* EXERCISE DIRECTIONS *
Please turn every line of the entries below into a Markdown table with the columns Row and Line. Number the rows in order and leave out blank lines.

(Items from a data source)

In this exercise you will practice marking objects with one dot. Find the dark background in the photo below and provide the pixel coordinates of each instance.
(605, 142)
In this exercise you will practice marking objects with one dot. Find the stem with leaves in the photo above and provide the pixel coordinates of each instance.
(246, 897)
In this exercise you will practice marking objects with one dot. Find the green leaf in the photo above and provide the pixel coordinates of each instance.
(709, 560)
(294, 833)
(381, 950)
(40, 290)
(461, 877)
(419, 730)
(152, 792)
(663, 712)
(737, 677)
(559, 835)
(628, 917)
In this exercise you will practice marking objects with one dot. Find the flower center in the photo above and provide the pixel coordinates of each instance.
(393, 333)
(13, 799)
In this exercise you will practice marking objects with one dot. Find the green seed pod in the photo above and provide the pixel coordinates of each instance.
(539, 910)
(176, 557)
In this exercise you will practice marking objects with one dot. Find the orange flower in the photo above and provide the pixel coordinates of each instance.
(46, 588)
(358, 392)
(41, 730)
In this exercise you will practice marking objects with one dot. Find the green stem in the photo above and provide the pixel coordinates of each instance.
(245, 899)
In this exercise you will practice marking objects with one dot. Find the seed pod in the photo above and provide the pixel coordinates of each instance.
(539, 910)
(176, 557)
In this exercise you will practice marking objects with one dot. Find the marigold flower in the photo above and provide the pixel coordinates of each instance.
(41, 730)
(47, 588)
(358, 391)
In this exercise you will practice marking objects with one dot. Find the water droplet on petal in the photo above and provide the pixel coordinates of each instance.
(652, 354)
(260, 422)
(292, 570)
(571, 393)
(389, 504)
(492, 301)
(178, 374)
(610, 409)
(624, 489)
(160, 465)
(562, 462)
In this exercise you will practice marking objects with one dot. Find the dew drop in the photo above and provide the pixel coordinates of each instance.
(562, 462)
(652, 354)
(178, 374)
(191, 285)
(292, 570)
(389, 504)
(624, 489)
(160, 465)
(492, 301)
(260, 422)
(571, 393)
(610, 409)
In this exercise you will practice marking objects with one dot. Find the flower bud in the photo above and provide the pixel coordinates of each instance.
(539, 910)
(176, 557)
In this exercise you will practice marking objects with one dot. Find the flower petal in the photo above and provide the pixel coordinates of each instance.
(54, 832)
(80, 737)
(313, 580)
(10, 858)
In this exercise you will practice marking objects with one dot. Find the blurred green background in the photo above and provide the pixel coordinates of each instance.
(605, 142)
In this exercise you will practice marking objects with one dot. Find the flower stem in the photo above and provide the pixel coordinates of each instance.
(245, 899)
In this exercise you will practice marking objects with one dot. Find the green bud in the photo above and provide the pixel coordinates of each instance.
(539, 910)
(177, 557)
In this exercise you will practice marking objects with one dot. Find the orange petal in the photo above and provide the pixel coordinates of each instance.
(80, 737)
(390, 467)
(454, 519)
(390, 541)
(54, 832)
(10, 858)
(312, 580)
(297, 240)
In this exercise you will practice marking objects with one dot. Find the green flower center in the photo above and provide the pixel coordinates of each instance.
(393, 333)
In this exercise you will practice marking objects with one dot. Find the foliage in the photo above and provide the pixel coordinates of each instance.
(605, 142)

* OUTPUT FOR THIS TASK *
| Row | Line |
|---|---|
| 1 | In this exercise you will practice marking objects with one dot. Find the dark background in the photo below and provide the pixel coordinates of each instance. |
| 2 | (605, 142) |
| 3 | In this exercise you will practice marking objects with one dot. Find the stem with leaves in the photo above and provide the pixel coordinates of each instance. |
| 4 | (246, 897) |
| 5 | In this exercise you will practice marking objects with one dot. Find the green leaf in the photo above and provide the pixel coordinates of each instance. |
| 6 | (709, 560) |
| 7 | (294, 833) |
| 8 | (381, 950) |
| 9 | (40, 290) |
| 10 | (461, 877) |
| 11 | (419, 730) |
| 12 | (152, 792) |
| 13 | (663, 712) |
| 14 | (737, 677) |
| 15 | (559, 835) |
| 16 | (628, 917) |
| 17 | In this exercise you will practice marking objects with one dot. Find the flower center in the photo above and provide the pixel coordinates of each instance. |
| 18 | (393, 333) |
| 19 | (13, 799) |
| 20 | In this exercise you will practice marking objects with one dot. Find the green seed pod in the photo above and provide the pixel coordinates of each instance. |
| 21 | (539, 910) |
| 22 | (176, 557) |
| 23 | In this exercise you will practice marking objects with one dot. Find the orange flower in the photo above and provide the pixel coordinates of each instance. |
| 24 | (46, 588) |
| 25 | (358, 392) |
| 26 | (41, 730) |
| 27 | In this exercise you will practice marking objects with one dot. Find the green stem in the photo above and provide the pixel coordinates of each instance. |
| 28 | (245, 899) |
| 29 | In this exercise you will practice marking objects with one dot. Find the seed pod in the photo above and provide the pixel coordinates of each instance. |
| 30 | (539, 910) |
| 31 | (176, 557) |
| 32 | In this exercise you will practice marking objects with one dot. Find the marigold flower in the photo above and provide the pixel coordinates of each instance. |
| 33 | (41, 730) |
| 34 | (47, 588) |
| 35 | (358, 391) |
| 36 | In this exercise you will practice marking objects with one dot. Find the water droplet on petal in the photo above and provide the pixel coordinates of each instance. |
| 37 | (652, 354) |
| 38 | (260, 422) |
| 39 | (292, 570) |
| 40 | (571, 393) |
| 41 | (389, 504) |
| 42 | (492, 301) |
| 43 | (178, 374) |
| 44 | (610, 409) |
| 45 | (624, 489) |
| 46 | (160, 465) |
| 47 | (562, 462) |
| 48 | In this exercise you will practice marking objects with one dot. Find the dew drop in the photo above and provide the pixel coordinates of each instance. |
| 49 | (562, 462) |
| 50 | (652, 354) |
| 51 | (178, 374) |
| 52 | (191, 285) |
| 53 | (292, 570) |
| 54 | (389, 504) |
| 55 | (624, 489) |
| 56 | (160, 465) |
| 57 | (492, 301) |
| 58 | (260, 422) |
| 59 | (571, 393) |
| 60 | (610, 409) |
| 61 | In this exercise you will practice marking objects with one dot. Find the flower bud in the photo above and provide the pixel coordinates of each instance. |
| 62 | (539, 910) |
| 63 | (176, 557) |
| 64 | In this exercise you will practice marking objects with one dot. Find the flower petal in the photo above and provide the pixel coordinates of each instance. |
| 65 | (54, 832) |
| 66 | (80, 737) |
| 67 | (313, 580) |
| 68 | (10, 858) |
| 69 | In this exercise you will practice marking objects with one dot. Find the blurred green background in the photo above and provide the pixel coordinates of each instance. |
| 70 | (605, 142) |
| 71 | In this exercise you will practice marking objects with one dot. Find the flower stem in the photo above and provide the pixel coordinates of each instance. |
| 72 | (245, 899) |
| 73 | In this exercise you will practice marking objects with one dot. Find the green bud in the photo above and provide the pixel coordinates of each instance. |
| 74 | (539, 910) |
| 75 | (177, 557) |
| 76 | In this exercise you will practice marking objects with one dot. Find the orange petal in the photo above and provide the pixel coordinates of each instance. |
| 77 | (80, 737) |
| 78 | (390, 467) |
| 79 | (454, 519) |
| 80 | (390, 541) |
| 81 | (54, 832) |
| 82 | (10, 858) |
| 83 | (312, 580) |
| 84 | (297, 240) |
| 85 | In this exercise you will practice marking objects with one dot. Find the green flower center in the photo above and provide the pixel coordinates of each instance. |
| 86 | (393, 333) |
| 87 | In this exercise you will practice marking objects with one dot. Find the foliage in the photo above and provide the pixel coordinates of each instance. |
| 88 | (605, 142) |